[Photo object pointing records]
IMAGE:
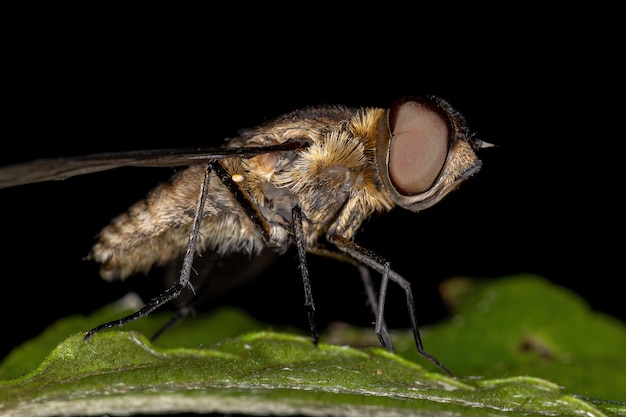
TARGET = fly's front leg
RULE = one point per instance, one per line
(185, 273)
(382, 266)
(298, 234)
(380, 325)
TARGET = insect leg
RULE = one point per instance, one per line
(382, 266)
(369, 290)
(381, 326)
(298, 232)
(175, 290)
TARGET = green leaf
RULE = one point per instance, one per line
(228, 363)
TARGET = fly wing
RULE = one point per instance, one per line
(61, 168)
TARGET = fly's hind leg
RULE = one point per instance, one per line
(183, 282)
(382, 266)
(298, 235)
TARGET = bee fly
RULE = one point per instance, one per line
(308, 178)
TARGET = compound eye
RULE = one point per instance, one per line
(419, 146)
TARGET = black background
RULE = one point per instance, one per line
(541, 84)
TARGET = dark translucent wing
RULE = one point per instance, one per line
(61, 168)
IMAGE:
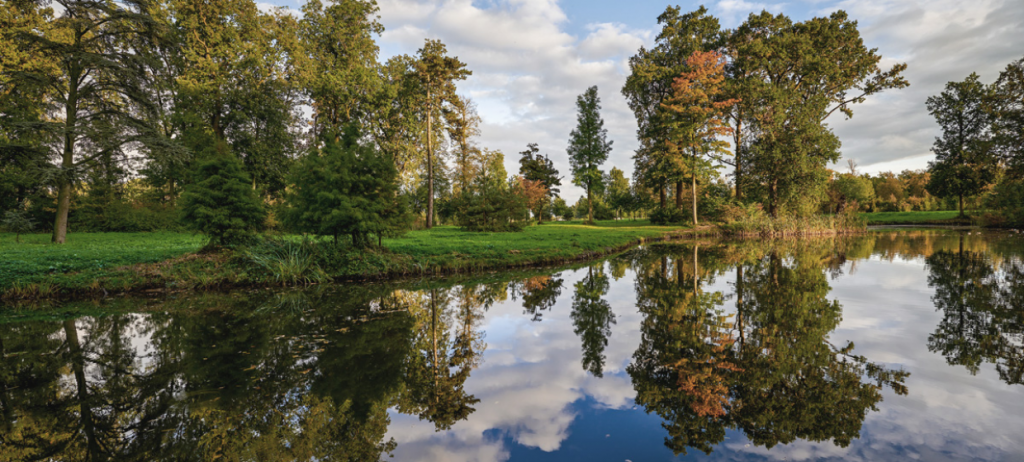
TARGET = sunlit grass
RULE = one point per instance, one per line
(909, 217)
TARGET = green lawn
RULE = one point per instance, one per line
(34, 258)
(909, 217)
(93, 261)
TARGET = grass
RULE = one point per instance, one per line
(35, 259)
(938, 217)
(102, 263)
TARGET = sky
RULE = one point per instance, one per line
(530, 59)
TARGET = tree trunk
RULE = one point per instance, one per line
(85, 410)
(693, 191)
(739, 164)
(590, 207)
(64, 206)
(679, 195)
(430, 164)
(67, 161)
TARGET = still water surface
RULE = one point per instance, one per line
(891, 346)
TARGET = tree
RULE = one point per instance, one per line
(1007, 108)
(18, 222)
(561, 209)
(535, 167)
(91, 87)
(437, 74)
(220, 203)
(233, 83)
(463, 125)
(592, 319)
(619, 191)
(337, 64)
(346, 189)
(536, 195)
(697, 115)
(786, 160)
(965, 160)
(649, 84)
(847, 189)
(589, 148)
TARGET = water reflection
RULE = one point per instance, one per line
(712, 340)
(981, 298)
(768, 369)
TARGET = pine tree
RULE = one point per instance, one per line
(965, 159)
(589, 148)
(220, 203)
(346, 189)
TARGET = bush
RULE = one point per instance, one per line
(346, 190)
(288, 262)
(220, 203)
(493, 205)
(18, 222)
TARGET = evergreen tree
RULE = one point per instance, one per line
(535, 167)
(437, 74)
(220, 203)
(346, 189)
(965, 159)
(91, 85)
(589, 148)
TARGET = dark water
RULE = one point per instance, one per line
(892, 346)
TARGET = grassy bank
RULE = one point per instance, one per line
(125, 262)
(940, 217)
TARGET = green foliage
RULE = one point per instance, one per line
(493, 205)
(1008, 199)
(668, 215)
(850, 190)
(589, 147)
(288, 261)
(562, 210)
(965, 161)
(18, 222)
(346, 190)
(220, 203)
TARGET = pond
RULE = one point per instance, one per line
(893, 345)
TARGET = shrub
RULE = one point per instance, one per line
(493, 205)
(288, 262)
(220, 203)
(18, 222)
(346, 190)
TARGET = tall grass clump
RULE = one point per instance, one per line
(287, 261)
(753, 220)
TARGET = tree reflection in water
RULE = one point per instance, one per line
(981, 296)
(311, 380)
(767, 370)
(317, 374)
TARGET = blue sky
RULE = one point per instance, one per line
(531, 57)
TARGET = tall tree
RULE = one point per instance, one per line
(589, 147)
(535, 167)
(965, 159)
(337, 64)
(697, 121)
(778, 57)
(1007, 106)
(90, 94)
(619, 191)
(437, 73)
(463, 125)
(649, 84)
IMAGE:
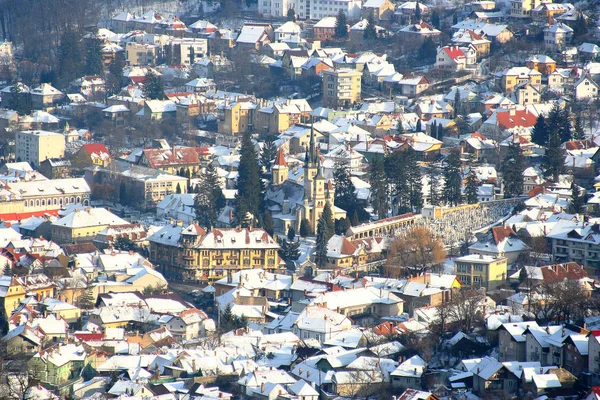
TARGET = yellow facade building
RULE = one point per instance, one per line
(193, 254)
(482, 271)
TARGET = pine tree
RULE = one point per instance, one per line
(341, 25)
(434, 188)
(70, 60)
(577, 201)
(268, 223)
(291, 235)
(578, 130)
(291, 15)
(370, 32)
(512, 169)
(540, 132)
(209, 198)
(93, 57)
(379, 187)
(20, 101)
(452, 179)
(553, 162)
(345, 191)
(153, 87)
(249, 186)
(268, 152)
(417, 12)
(471, 186)
(305, 228)
(323, 236)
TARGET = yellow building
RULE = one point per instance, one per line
(341, 88)
(519, 75)
(191, 253)
(16, 288)
(83, 225)
(482, 271)
(36, 146)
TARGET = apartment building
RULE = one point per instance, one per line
(341, 88)
(193, 254)
(481, 271)
(36, 146)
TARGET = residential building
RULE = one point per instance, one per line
(193, 254)
(341, 88)
(83, 225)
(557, 36)
(36, 146)
(121, 177)
(482, 271)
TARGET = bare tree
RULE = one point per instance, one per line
(415, 250)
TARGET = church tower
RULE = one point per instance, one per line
(279, 172)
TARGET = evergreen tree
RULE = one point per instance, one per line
(345, 191)
(553, 162)
(512, 169)
(20, 101)
(291, 233)
(434, 188)
(452, 179)
(435, 19)
(305, 228)
(540, 132)
(370, 32)
(153, 87)
(291, 15)
(471, 186)
(427, 51)
(578, 130)
(323, 235)
(268, 152)
(70, 60)
(123, 198)
(114, 78)
(209, 198)
(249, 186)
(289, 250)
(456, 103)
(341, 25)
(268, 223)
(417, 12)
(93, 57)
(577, 201)
(379, 187)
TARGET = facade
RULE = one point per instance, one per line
(341, 88)
(36, 146)
(193, 254)
(481, 271)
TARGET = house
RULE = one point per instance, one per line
(504, 243)
(585, 88)
(93, 154)
(379, 10)
(482, 271)
(324, 30)
(541, 63)
(455, 58)
(557, 36)
(409, 373)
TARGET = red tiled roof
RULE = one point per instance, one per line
(97, 148)
(520, 118)
(280, 159)
(454, 52)
(559, 272)
(502, 232)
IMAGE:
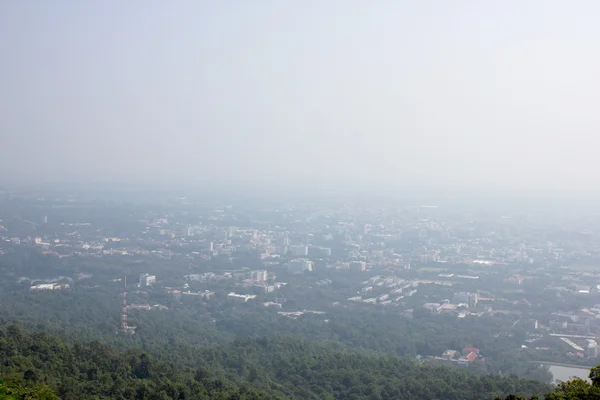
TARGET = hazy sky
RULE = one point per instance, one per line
(472, 94)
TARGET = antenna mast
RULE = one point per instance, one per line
(124, 327)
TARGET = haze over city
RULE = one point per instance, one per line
(478, 96)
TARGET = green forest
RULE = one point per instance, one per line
(40, 366)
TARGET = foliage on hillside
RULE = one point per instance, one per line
(245, 369)
(575, 389)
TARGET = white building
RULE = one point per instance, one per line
(147, 280)
(258, 275)
(50, 286)
(301, 265)
(298, 250)
(240, 298)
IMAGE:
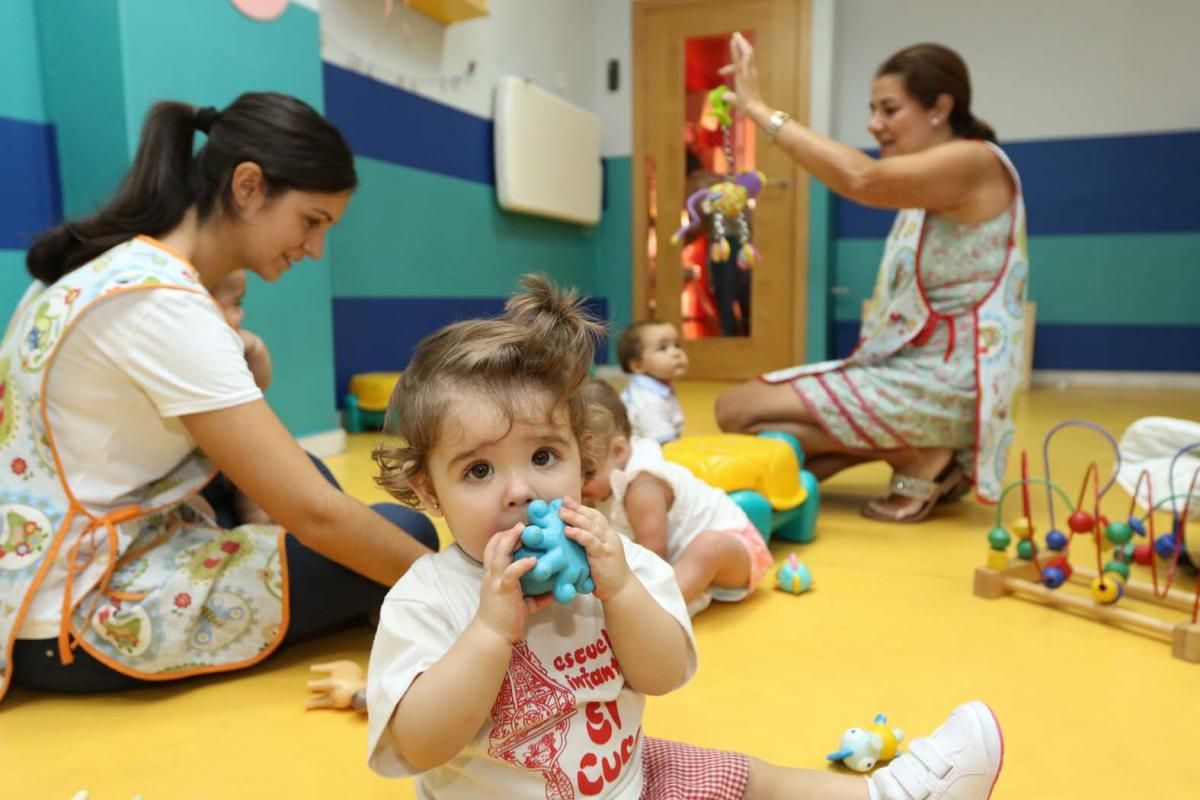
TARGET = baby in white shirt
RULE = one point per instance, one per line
(651, 354)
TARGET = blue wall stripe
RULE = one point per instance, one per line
(389, 124)
(379, 334)
(31, 199)
(1096, 185)
(1134, 348)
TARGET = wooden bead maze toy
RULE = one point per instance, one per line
(1038, 575)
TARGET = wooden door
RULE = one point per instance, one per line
(676, 44)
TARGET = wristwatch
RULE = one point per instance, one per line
(775, 121)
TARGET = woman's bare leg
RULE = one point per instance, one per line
(754, 407)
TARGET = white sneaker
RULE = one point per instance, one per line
(960, 761)
(700, 602)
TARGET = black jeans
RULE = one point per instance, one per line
(324, 596)
(731, 286)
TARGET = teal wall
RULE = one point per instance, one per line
(103, 64)
(412, 233)
(83, 76)
(615, 247)
(21, 85)
(21, 100)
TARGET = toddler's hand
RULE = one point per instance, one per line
(503, 608)
(606, 555)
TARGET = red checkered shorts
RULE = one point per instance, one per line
(677, 771)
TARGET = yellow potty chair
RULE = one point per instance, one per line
(366, 401)
(765, 475)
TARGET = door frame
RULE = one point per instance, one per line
(798, 106)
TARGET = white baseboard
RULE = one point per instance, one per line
(324, 444)
(1065, 378)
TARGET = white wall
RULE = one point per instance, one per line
(1038, 68)
(613, 38)
(549, 41)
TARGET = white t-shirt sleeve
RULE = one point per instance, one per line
(178, 348)
(653, 420)
(412, 637)
(659, 579)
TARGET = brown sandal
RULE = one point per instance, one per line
(949, 480)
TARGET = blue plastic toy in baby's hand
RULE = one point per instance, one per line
(562, 564)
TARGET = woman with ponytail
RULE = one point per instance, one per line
(930, 385)
(124, 390)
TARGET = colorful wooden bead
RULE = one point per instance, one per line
(1053, 577)
(999, 539)
(1119, 533)
(1165, 546)
(1108, 588)
(1062, 564)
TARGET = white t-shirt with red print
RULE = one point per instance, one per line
(564, 723)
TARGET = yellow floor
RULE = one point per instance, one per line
(891, 625)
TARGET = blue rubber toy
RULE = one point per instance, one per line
(562, 564)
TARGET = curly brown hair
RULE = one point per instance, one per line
(544, 342)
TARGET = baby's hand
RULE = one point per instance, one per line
(503, 608)
(341, 687)
(606, 555)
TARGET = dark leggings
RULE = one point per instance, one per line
(324, 596)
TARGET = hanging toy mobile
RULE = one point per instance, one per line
(725, 202)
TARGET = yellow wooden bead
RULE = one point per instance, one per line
(1107, 589)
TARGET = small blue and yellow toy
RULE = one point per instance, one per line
(562, 564)
(862, 749)
(793, 576)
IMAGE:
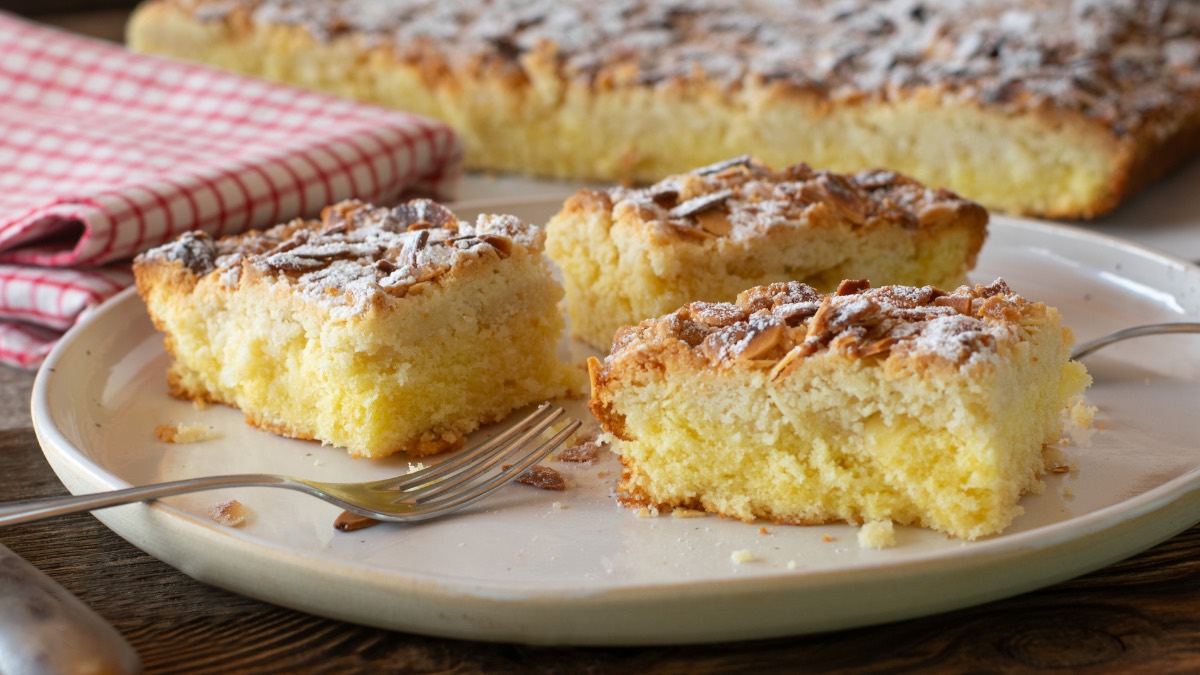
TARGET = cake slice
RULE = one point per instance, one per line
(376, 329)
(900, 404)
(629, 255)
(1047, 108)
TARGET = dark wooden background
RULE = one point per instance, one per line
(1141, 615)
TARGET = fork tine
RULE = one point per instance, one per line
(478, 465)
(441, 502)
(540, 417)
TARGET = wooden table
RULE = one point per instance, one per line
(1139, 615)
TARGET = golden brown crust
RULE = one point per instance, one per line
(775, 327)
(355, 257)
(743, 197)
(840, 85)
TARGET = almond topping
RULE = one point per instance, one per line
(761, 341)
(715, 222)
(852, 286)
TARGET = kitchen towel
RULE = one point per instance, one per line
(105, 153)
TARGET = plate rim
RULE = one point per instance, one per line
(139, 521)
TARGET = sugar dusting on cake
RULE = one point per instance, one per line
(742, 199)
(357, 252)
(1110, 59)
(780, 324)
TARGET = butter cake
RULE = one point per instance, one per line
(377, 329)
(1056, 109)
(892, 404)
(628, 255)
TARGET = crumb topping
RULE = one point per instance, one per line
(775, 327)
(357, 252)
(1123, 61)
(742, 198)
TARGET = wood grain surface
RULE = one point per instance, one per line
(1139, 615)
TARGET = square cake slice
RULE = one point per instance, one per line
(893, 404)
(377, 329)
(630, 255)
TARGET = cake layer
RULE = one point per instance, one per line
(1045, 108)
(628, 255)
(899, 404)
(376, 329)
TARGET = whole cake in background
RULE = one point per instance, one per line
(376, 329)
(1056, 109)
(708, 234)
(892, 404)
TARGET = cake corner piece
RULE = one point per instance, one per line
(893, 404)
(376, 329)
(707, 234)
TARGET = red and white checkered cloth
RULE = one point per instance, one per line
(105, 153)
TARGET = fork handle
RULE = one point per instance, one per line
(36, 509)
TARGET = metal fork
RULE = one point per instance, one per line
(1085, 348)
(421, 495)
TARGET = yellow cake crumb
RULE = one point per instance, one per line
(629, 255)
(376, 329)
(229, 513)
(743, 556)
(876, 535)
(909, 405)
(185, 432)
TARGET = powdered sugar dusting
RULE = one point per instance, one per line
(358, 254)
(1104, 58)
(772, 324)
(753, 199)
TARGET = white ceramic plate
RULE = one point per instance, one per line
(574, 567)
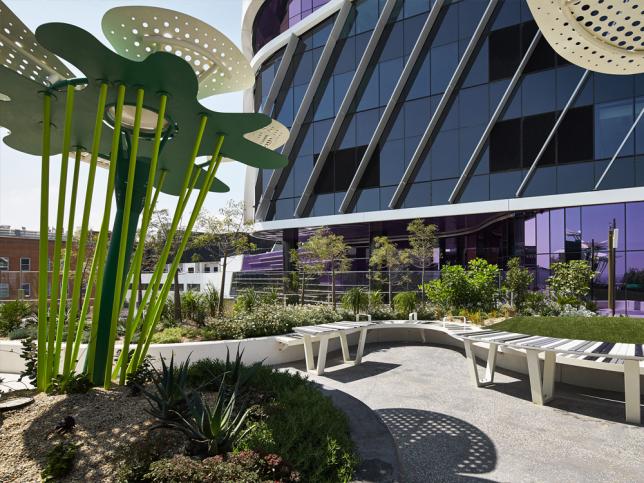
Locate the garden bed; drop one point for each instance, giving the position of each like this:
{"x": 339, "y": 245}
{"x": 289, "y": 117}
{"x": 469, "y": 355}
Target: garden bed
{"x": 605, "y": 329}
{"x": 294, "y": 432}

#### Problem statement:
Repeat verbatim the lines from the one holding "TARGET = almond topping" through the end of the listing above, both ends included, but not the pictures.

#### Answer for the task:
TARGET = almond topping
RULE = one point per instance, one per line
(761, 341)
(715, 222)
(852, 286)
TARGET = kitchen towel
RULE = one point per instance, one per line
(105, 153)
TARGET = plate rim
RULE = one point per instance, one per line
(139, 521)
TARGET = sugar dusting on cake
RULE = one point per instance, one per line
(742, 199)
(357, 252)
(1110, 59)
(780, 324)
TARGET = butter cake
RULE = one point per instance, one per line
(377, 329)
(1056, 109)
(892, 404)
(628, 255)
TARGET = crumb topping
RULE = one point per instance, one per line
(775, 327)
(357, 252)
(1123, 61)
(742, 198)
TARGET = wood grain surface
RULE = one point per instance, one per line
(1139, 615)
TARGET = square cake slice
RULE = one point per instance, one per line
(893, 404)
(377, 329)
(630, 255)
TARGET = cake layer
RULE = one point per instance, one per line
(1045, 108)
(628, 255)
(899, 404)
(376, 329)
TARGET = whole cake in background
RULE = one point per instance, one per line
(376, 329)
(1056, 109)
(708, 234)
(892, 404)
TARGET = cake corner piece
RULE = one point per instance, one per line
(893, 404)
(376, 329)
(707, 234)
TARGET = red and white checkered cloth
RULE = one point per instance, one per line
(105, 153)
TARGET = fork handle
RULE = one point per instance, one per line
(36, 509)
TARGET = metal fork
RULE = one point per instance, one per line
(1085, 348)
(421, 495)
TARGET = yellow cake crumb
RULE = one point per instance, one per line
(629, 255)
(376, 329)
(229, 513)
(743, 556)
(876, 535)
(909, 405)
(185, 432)
TARGET = powdered sugar dusting
RULE = one point per instance, one per line
(358, 254)
(1104, 58)
(772, 324)
(753, 199)
TARGET = white ceramic plate
RULE = one point per instance, one per line
(574, 567)
Locate the garden bed; drop one point for each instance, giving the position of each like this:
{"x": 339, "y": 245}
{"x": 289, "y": 117}
{"x": 469, "y": 355}
Target: garden bed
{"x": 605, "y": 329}
{"x": 294, "y": 432}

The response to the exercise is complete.